Polecenie
Wypisz, proszę, bez żadnych zmian tylko fragment, który zaczyna się od wiersza zawierającego „stainless steel gas” i kończy na wierszu zawierającym „[209,217,489,262]”, łącznie z oboma tymi wierszami.

### Dostarczone dane ###

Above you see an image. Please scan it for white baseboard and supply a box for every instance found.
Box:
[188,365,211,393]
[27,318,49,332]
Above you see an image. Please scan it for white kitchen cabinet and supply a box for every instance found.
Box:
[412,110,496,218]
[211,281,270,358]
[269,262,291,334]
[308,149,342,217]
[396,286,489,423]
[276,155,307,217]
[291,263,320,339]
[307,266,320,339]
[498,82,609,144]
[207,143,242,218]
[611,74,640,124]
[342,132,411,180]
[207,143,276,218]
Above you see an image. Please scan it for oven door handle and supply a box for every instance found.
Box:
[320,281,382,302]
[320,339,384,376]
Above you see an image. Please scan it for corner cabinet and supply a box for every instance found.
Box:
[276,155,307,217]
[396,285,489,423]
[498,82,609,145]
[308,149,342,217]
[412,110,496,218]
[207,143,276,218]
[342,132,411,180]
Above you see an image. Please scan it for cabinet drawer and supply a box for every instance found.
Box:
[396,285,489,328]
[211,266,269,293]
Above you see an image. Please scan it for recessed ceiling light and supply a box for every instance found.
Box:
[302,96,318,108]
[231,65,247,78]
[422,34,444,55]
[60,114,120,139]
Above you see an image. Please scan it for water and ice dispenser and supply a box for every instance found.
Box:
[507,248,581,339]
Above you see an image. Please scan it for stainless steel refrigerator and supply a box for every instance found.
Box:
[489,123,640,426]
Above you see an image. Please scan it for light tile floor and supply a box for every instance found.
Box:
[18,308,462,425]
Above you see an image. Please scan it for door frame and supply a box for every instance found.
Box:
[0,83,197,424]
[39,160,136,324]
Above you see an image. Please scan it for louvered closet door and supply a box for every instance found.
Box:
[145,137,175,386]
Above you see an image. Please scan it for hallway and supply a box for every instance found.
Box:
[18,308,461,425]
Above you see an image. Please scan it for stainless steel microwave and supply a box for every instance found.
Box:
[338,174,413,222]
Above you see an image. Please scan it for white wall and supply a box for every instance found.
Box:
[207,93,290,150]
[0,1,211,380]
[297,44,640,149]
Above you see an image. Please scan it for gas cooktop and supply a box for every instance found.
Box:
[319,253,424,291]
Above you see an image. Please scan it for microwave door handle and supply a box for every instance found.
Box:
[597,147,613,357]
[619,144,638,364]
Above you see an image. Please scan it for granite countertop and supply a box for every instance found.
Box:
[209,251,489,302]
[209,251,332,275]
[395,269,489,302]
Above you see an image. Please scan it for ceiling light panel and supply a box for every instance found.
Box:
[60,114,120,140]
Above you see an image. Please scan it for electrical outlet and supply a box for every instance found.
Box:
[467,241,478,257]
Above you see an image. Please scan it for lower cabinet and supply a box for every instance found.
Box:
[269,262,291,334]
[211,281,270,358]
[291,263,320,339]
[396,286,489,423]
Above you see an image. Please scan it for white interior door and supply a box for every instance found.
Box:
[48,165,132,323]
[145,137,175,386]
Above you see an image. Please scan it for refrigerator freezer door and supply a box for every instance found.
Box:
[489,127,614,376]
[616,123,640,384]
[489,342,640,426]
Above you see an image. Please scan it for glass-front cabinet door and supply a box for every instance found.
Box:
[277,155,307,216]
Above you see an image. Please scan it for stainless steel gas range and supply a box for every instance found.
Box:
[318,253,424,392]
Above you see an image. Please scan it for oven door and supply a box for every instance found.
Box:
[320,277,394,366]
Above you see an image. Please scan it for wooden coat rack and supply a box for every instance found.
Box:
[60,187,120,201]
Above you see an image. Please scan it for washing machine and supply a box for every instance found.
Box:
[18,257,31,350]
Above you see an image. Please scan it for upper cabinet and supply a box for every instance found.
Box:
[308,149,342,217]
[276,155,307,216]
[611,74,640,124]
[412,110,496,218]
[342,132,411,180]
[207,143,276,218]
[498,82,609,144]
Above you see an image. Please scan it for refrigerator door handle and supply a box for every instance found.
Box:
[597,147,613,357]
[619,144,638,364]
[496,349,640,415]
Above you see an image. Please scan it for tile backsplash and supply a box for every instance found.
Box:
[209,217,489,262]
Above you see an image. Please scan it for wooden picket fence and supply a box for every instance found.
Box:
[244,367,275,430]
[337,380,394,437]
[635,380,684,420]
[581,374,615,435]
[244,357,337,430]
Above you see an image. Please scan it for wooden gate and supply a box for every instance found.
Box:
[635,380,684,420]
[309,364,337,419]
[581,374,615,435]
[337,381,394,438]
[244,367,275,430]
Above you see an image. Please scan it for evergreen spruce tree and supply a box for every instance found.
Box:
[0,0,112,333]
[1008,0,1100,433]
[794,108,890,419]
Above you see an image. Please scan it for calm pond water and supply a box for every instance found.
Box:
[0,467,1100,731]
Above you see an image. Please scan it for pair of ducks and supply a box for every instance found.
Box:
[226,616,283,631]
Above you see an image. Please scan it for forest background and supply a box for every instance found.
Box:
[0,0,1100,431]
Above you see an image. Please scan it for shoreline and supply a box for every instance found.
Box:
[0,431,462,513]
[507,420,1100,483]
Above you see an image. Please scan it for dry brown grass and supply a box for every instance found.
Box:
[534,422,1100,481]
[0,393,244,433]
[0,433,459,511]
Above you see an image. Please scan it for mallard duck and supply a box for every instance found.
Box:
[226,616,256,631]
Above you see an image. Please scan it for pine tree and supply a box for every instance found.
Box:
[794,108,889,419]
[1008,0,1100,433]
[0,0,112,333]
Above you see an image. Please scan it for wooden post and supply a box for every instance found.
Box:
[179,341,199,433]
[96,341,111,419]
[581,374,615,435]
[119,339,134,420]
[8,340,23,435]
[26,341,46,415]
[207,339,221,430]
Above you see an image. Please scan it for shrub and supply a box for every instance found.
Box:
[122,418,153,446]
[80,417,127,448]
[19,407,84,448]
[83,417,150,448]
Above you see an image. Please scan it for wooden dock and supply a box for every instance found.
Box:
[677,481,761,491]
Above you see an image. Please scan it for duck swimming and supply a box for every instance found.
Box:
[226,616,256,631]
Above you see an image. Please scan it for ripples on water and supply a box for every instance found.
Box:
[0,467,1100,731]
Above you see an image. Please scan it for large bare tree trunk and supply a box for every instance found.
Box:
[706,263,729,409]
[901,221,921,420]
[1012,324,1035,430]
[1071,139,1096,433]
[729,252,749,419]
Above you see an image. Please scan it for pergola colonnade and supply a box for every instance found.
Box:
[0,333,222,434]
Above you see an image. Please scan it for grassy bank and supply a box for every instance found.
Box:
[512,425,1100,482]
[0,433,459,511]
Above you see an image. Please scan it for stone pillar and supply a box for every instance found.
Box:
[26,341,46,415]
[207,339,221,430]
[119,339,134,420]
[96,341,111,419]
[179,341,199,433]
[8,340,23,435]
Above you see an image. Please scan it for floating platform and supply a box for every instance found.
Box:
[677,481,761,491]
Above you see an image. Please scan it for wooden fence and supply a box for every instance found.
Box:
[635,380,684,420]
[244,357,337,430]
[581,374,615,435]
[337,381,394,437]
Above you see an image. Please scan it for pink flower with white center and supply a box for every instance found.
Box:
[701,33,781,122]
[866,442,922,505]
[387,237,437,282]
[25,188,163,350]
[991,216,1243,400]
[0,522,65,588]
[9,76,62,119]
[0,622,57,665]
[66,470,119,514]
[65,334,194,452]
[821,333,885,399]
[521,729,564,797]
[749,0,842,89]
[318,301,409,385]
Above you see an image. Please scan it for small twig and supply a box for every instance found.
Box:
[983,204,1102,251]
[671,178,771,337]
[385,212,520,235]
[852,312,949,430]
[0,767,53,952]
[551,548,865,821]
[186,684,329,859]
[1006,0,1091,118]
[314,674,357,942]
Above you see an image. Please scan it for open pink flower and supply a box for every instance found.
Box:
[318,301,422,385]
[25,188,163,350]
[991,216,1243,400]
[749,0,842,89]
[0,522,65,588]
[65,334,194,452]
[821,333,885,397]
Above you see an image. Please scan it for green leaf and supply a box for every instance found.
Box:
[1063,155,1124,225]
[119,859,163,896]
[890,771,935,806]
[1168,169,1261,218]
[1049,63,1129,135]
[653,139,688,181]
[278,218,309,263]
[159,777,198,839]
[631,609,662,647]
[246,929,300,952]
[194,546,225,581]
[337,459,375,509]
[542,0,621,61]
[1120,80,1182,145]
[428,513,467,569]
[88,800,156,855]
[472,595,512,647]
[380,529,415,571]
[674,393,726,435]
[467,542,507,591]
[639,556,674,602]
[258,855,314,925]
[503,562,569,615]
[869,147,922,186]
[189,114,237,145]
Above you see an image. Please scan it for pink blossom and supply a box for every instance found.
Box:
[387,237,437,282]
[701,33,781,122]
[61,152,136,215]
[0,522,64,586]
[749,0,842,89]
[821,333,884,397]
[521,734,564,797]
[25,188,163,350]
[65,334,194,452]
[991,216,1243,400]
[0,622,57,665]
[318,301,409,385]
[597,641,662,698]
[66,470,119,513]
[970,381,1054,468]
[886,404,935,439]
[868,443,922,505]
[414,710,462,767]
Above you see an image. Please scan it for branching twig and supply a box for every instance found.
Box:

###

Wynik zadania
Above you see an image. Please scan it for stainless steel gas range and supply a box for every instance found.
Box:
[318,253,424,392]
Above you see an image. Please scan it for oven door and supply a box for every instance found.
Box:
[320,277,394,366]
Above you see an image. Please scan it for wooden coat rack and supply a box for every instance found.
Box:
[60,187,120,201]
Above you see an image. Please scan it for washing machine and supply a box for every instance found.
Box:
[18,257,31,350]
Above you see an image. Please scan it for upper cabinet and supply a box for every instance found.
Box:
[308,149,342,217]
[276,155,307,216]
[611,74,640,124]
[412,110,496,218]
[342,132,411,180]
[207,143,276,218]
[498,82,609,144]
Above you see an image. Please scan it for refrigerator door handle and supply a box for every instance found.
Box:
[597,147,613,357]
[619,144,638,364]
[496,349,640,415]
Above you see an image. Please scan it for tile backsplash and supply a box for every instance found.
Box:
[209,217,489,262]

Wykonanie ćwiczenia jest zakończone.